__TEXTO DE ORIGEM__:
--- --- ---

Dançar o Sul em mãos de sal ao sol
O coreógrafo Rui Lopes Graça e o músico João Lucas rumaram ao deserto do Namibe, onde revisitaram Ruy Duarte de Carvalho e se fizeram etnógrafos. Paisagens Propícias tem estreia absoluta hoje em Lisboa, no Teatro Camões.
Baús vermelhos permanecerão em cena, fechados, como enigmas por desvendar; e estas serão, porventura, as únicas palavras num idioma que entenderemos: “O sol o sul o sal/ as mãos de alguém ao sol/ o sal do sul ao sol/ o sol em mãos do sul…”. Sul, de Ruy Duarte de Carvalho, um soberbo poema aliterativo, transporta-nos à imensidão desértica do Namibe, estendida a Sudoeste de Angola até às margens do Cunene.
Habitado pelos kuvale, gente pastoril e transumante, o deserto do Namibe inspirou a vida e obra do controverso escritor, artista plástico, antropólogo e cineasta que nasceu português (Santarém, 1941) e se naturalizou angolano (1983). Na infância e na juventude, passada na então Moçâmedes, Ruy Duarte de Carvalho acompanhava o pai, um aventureiro, caçador de elefantes, nas suas itinerâncias. Viajante incansável, personalidade radical e irascível, um “órfão do Império” que “pertencia ao Norte mas sempre se fazia ao Sul”, tornar-se-ia um profundo conhecedor da cultura kuvale. Devotado a um voluntário exílio interior, foi encontrado sem vida, em 2010, na sua casa em Swakopmund (Namíbia).

--- --- ---

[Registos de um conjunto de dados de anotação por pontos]
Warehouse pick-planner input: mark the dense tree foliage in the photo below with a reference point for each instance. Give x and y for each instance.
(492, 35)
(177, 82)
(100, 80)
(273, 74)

--- --- ---

__O QUE FAZER__: Retome o artigo sobre o espetáculo Paisagens Propícias a partir do ponto em que termina.

__RESPOSTA__:
Deste universo, que Ruy Duarte de Carvalho tratou na ficção epistolar Vou lá visitar pastores (1999), partiu Paisagens Propícias (título emprestado do livro homónimo do autor), a primeira criação do coreógrafo português Rui Lopes Graça para a Companhia de Dança Contemporânea de Angola (CDCA) - estreia absoluta hoje, em Lisboa (Teatro Camões, até domingo), de onde segue viagem para Bragança (Teatro Municipal, dia 23) e Porto (Teatro Nacional de São João, dias 25 e 26). Para a directora, a coreógrafa e investigadora angolana Ana Clara Guerra Marques, estava na hora de um novo impulso para CDCA, até porque “a componente etnográfica da CDCA se tem dirigido sobretudo à cultura cokwe” (do Leste de Angola), explica-nos ao telefone.
O projecto surgiu no Verão de 2011. Clara Marques recebe uma chamada de Rute Magalhães, que foi companheira de Ruy Duarte de Carvalho, entusiasmada com a ideia de uma peça de dança-teatro. Coincidência feliz, já que Rui Lopes Graça (Nampula, 1964) aguardava, depois da criação de Gold(2011) para a Companhia Nacional de Moçambique, uma oportunidade para regressar ao continente onde nasceu, e ao reiterado interesse em trabalhar com outras culturas coreográficas que tem partilhado com o músico e compositor João Lucas.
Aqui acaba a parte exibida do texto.